### Set exercise
Please update the stretch of entries from the line containing "instance of steam" through the line containing "108,113,120,127" by changing "dead tree" to "bare tree" and leaving everything else as it is. Return only those lines.

### Given records
######
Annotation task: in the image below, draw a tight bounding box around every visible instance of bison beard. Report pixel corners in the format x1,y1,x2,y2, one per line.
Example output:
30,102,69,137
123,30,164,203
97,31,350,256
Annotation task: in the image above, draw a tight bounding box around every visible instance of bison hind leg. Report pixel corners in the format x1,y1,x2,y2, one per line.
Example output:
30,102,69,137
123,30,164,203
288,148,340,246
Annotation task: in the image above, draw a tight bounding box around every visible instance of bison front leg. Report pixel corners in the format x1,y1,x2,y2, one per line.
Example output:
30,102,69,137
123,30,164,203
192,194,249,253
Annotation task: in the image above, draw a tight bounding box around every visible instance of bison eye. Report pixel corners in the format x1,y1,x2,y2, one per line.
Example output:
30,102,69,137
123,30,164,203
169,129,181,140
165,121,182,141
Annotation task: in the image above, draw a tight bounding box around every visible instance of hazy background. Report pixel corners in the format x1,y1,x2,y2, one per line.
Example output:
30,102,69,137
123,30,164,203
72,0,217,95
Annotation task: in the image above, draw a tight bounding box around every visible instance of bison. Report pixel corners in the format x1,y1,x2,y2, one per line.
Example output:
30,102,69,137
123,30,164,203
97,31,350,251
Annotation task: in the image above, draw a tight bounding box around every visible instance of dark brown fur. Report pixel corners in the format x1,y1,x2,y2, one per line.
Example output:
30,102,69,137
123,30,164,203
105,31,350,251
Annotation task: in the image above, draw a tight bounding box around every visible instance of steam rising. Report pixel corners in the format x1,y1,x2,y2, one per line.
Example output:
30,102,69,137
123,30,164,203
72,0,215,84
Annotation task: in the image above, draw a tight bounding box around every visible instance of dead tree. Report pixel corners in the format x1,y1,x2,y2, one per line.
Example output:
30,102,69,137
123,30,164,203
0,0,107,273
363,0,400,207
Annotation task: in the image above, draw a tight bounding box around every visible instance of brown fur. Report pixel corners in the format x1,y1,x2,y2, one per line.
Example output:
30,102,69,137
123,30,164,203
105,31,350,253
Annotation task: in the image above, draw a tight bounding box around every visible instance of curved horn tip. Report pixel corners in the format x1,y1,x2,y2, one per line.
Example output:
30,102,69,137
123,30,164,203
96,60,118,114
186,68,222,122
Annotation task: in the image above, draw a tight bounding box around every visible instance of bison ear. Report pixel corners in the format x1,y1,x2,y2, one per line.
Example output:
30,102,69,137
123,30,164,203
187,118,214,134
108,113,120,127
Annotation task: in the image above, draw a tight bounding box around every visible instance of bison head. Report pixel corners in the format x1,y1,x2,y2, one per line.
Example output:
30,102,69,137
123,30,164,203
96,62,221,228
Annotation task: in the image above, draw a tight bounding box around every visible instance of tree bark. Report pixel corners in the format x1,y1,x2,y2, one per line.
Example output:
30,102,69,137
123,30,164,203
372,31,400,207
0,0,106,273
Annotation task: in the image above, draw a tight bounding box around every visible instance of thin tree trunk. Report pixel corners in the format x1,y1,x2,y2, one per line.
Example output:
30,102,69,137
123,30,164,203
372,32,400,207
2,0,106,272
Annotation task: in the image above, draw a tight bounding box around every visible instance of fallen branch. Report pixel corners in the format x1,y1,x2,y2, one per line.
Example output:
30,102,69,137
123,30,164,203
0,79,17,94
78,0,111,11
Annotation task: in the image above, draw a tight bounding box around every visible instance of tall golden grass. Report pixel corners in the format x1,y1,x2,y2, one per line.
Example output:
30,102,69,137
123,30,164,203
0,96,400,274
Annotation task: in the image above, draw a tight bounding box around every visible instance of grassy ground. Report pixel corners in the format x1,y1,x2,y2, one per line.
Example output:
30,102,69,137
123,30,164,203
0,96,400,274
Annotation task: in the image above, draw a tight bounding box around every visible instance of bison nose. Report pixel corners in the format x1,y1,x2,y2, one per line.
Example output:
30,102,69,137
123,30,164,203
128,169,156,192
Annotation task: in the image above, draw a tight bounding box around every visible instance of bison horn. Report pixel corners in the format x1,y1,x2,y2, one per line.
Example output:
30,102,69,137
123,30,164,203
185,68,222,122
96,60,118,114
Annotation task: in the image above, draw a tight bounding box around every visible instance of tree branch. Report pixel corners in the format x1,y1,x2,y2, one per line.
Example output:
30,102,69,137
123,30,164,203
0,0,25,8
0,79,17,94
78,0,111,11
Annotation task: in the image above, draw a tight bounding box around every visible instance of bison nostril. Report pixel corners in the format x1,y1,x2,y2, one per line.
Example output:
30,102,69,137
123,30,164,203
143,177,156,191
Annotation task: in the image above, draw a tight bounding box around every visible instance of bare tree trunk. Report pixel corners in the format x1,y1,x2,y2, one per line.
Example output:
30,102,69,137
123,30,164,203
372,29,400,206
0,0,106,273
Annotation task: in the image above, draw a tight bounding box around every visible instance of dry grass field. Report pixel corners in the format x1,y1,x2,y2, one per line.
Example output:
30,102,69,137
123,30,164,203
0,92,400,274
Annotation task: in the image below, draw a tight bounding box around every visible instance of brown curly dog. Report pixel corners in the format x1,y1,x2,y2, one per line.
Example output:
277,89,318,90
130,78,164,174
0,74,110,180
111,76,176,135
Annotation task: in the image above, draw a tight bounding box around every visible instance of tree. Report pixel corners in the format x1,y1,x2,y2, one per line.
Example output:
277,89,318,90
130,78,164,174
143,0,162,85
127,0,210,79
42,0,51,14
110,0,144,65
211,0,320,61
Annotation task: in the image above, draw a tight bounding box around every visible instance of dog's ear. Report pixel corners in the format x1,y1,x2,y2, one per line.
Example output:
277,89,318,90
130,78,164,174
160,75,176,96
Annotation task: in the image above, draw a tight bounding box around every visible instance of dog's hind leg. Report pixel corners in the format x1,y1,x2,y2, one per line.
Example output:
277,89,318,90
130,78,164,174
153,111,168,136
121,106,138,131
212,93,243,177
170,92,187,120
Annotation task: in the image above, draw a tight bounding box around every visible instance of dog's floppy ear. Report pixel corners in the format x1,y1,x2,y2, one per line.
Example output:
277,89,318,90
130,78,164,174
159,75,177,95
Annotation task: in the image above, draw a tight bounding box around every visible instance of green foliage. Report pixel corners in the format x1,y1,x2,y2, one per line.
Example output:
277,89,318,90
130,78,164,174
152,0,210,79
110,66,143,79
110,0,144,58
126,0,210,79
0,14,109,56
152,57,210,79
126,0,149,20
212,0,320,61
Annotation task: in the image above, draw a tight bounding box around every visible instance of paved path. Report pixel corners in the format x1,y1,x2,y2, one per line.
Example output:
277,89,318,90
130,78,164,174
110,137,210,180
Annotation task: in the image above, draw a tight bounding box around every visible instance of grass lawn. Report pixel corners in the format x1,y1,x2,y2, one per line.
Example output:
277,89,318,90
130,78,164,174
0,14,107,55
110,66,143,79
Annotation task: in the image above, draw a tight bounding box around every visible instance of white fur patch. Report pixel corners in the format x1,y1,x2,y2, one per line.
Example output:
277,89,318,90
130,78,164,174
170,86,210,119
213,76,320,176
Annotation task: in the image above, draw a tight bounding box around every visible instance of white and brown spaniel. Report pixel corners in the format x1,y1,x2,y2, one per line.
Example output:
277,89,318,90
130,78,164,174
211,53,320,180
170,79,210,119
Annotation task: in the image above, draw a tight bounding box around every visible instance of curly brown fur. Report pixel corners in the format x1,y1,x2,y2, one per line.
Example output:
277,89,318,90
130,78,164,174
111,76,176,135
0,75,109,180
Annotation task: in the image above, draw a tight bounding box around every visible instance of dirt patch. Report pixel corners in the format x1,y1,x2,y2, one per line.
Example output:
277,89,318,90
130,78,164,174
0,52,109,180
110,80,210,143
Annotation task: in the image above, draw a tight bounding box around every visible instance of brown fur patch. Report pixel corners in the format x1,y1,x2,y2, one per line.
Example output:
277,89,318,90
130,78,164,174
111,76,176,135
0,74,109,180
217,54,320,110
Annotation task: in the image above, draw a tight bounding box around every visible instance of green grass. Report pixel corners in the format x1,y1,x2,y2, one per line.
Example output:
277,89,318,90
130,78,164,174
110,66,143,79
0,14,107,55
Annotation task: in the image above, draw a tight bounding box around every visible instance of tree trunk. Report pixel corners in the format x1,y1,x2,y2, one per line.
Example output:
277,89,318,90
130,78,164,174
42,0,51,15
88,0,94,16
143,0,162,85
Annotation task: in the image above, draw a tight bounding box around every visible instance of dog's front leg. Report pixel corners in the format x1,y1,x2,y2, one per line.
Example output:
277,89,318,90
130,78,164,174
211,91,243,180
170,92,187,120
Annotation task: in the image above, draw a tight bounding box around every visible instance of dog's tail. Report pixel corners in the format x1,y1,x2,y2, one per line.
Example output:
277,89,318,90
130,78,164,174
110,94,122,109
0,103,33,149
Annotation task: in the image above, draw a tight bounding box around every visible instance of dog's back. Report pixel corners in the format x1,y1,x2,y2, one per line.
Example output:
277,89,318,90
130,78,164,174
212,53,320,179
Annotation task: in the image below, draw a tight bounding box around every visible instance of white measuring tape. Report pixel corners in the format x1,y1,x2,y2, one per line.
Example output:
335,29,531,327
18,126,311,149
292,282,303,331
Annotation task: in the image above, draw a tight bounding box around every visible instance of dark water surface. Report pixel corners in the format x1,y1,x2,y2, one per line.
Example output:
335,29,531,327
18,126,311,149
######
### Exercise answer
Annotation task: in the image above, draw a tight bounding box around every visible instance of steam rising. Report pixel corners in the format x1,y1,x2,y2, one per line.
Example output:
30,102,69,137
123,30,164,203
72,0,215,84
Annotation task: in the image above, draw a tight bounding box around every visible instance of bare tree. Report pixel corners in the format x1,y1,x2,y2, one per line.
Example output:
30,102,69,137
123,30,164,203
0,0,107,273
363,0,400,207
Annotation task: in the image above, draw a tight bounding box around every visible instance of brown fur. Report pixel corners in the format x1,y1,x2,y2, one per line.
Example output:
30,102,69,137
123,30,164,203
105,31,350,253
Annotation task: in the image above, draw a tight bounding box around every visible instance of curved horn tip. Report pixel corners in the format x1,y1,x2,y2, one per line.
Example output:
30,102,69,137
123,30,164,203
96,60,118,114
186,68,222,122
Annotation task: in the image above, draw a tight bounding box around every visible instance of bison ear. Report pixel corners in the format x1,y1,x2,y2, one per line.
Example output:
30,102,69,137
123,30,164,203
187,118,214,134
108,113,120,127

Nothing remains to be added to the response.